Exercise brief:
Copy out the items from the start through the line containing "M 6 104 L 6 95 L 5 94 L 1 95 L 1 104 Z", requests included, and multiply every path coordinate in the answers by 1.75. Round each result to a whole number, with halves going up.

Source records:
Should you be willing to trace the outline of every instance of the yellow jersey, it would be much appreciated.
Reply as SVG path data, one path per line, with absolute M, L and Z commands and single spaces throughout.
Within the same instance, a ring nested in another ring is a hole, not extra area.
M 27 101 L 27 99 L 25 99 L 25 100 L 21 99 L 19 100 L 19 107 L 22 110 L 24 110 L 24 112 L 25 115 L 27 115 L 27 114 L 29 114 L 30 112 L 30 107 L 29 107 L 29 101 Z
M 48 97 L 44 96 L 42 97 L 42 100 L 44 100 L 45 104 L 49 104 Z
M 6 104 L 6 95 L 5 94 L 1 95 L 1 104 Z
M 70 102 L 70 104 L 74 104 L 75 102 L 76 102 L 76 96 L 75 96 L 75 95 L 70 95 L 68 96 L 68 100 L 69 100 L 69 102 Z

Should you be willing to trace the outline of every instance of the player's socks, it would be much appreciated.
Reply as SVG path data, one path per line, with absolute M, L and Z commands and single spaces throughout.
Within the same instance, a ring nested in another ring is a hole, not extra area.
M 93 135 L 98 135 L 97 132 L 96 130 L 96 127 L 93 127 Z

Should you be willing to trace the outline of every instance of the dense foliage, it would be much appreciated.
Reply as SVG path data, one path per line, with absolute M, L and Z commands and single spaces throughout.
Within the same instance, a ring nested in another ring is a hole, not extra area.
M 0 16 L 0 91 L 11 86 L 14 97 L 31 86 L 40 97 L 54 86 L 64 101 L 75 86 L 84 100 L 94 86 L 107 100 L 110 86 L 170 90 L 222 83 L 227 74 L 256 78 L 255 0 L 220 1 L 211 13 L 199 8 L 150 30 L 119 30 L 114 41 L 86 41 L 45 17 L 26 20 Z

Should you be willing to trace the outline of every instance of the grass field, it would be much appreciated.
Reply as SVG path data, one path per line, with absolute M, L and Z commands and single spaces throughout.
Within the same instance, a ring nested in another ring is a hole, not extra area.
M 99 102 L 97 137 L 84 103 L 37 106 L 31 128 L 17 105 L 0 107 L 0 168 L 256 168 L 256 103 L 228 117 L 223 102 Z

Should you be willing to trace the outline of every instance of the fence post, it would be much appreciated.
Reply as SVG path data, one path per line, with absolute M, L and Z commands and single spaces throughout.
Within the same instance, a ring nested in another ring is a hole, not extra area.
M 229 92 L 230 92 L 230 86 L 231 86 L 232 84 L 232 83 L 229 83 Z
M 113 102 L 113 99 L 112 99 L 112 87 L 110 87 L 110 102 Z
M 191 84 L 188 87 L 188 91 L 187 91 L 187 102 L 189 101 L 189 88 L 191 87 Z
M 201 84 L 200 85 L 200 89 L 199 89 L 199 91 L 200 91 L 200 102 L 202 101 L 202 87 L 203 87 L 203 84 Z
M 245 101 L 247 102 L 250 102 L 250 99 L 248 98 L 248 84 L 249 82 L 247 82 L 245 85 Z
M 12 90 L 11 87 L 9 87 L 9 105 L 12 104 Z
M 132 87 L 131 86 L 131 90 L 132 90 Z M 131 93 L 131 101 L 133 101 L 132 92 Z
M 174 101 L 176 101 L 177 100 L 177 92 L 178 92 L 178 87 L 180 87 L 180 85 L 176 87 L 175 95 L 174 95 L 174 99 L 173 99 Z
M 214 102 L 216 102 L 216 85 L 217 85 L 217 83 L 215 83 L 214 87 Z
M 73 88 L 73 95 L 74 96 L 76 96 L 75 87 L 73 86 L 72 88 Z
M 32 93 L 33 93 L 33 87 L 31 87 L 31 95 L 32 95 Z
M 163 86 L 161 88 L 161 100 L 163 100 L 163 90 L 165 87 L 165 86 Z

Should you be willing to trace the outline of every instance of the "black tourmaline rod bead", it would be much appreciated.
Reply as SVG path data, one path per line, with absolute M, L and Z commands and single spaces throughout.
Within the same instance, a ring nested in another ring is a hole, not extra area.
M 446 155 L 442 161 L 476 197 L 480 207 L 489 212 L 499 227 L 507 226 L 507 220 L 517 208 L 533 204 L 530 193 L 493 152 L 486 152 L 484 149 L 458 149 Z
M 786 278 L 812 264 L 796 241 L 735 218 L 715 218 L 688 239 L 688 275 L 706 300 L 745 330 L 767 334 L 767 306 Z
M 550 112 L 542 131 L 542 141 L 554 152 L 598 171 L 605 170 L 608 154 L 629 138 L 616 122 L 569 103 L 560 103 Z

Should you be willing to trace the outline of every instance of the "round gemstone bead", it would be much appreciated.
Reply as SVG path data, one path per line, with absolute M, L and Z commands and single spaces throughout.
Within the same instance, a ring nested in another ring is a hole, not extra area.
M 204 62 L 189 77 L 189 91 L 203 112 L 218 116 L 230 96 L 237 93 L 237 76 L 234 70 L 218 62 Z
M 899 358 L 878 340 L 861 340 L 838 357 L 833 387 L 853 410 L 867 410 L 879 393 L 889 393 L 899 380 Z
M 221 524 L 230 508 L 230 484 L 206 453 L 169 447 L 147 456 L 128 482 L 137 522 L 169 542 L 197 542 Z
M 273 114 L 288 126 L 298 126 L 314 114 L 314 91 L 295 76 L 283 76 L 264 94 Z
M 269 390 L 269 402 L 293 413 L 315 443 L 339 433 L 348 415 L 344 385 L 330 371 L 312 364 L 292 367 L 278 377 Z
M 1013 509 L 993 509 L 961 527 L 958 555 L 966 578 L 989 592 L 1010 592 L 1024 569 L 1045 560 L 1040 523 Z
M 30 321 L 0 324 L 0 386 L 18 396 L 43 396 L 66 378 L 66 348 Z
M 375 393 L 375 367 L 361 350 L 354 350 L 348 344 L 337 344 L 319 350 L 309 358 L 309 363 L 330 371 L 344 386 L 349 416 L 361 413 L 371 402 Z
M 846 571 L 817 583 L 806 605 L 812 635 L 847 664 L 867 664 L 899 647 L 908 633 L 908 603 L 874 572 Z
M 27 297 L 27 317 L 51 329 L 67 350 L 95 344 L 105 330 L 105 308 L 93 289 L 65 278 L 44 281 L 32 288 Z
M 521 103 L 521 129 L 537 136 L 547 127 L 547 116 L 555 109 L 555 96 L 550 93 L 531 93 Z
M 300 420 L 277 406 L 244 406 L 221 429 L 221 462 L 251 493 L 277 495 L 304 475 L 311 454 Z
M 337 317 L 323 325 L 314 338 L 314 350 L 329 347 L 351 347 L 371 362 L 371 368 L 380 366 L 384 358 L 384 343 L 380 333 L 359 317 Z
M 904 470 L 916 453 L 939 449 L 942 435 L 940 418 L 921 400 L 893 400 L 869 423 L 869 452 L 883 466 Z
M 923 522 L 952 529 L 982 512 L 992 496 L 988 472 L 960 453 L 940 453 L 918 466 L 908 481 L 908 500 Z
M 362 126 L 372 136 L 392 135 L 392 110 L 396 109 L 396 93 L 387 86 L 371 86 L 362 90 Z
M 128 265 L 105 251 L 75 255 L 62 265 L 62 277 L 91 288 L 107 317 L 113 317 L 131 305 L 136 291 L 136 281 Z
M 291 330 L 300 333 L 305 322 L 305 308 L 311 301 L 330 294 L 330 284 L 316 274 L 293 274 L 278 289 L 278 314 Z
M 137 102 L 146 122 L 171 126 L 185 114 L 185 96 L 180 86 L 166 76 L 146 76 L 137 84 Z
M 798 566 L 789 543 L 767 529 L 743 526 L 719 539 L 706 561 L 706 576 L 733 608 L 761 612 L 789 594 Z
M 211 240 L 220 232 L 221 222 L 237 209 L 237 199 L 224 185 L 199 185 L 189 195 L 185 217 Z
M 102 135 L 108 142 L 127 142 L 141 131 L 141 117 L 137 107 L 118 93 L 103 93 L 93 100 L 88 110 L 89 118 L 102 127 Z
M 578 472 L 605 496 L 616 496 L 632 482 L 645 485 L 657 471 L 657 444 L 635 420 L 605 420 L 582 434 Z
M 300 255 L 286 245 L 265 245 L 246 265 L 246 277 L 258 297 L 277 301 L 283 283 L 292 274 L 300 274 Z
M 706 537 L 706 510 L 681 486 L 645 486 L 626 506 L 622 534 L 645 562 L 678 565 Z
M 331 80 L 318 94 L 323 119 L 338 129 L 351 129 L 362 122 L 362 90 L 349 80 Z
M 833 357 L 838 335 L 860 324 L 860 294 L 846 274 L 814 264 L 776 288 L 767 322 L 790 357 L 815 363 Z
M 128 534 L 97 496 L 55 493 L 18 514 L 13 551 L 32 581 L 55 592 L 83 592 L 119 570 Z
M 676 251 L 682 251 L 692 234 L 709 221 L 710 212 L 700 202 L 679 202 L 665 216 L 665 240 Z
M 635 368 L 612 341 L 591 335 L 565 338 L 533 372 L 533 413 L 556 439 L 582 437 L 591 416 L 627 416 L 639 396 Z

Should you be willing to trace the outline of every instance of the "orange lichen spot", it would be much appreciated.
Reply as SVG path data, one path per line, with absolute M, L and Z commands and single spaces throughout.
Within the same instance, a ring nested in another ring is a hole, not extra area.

Solution below:
Should you be willing to trace the outline of every instance of the yellow jersey, it would be much appreciated.
Reply as SVG path data, one path per line, with absolute M, L and Z commands and single spaces throughout.
Within the same instance, a ring nested in another ring is a hole, not extra area.
M 47 177 L 47 173 L 44 173 L 44 175 L 37 173 L 33 175 L 33 187 L 39 193 L 42 193 L 42 196 L 44 201 L 47 201 L 47 200 L 51 200 L 53 196 L 53 187 L 51 187 L 51 177 Z
M 84 170 L 77 168 L 74 170 L 74 175 L 77 175 L 79 182 L 86 182 Z
M 11 182 L 11 166 L 9 165 L 2 166 L 2 182 Z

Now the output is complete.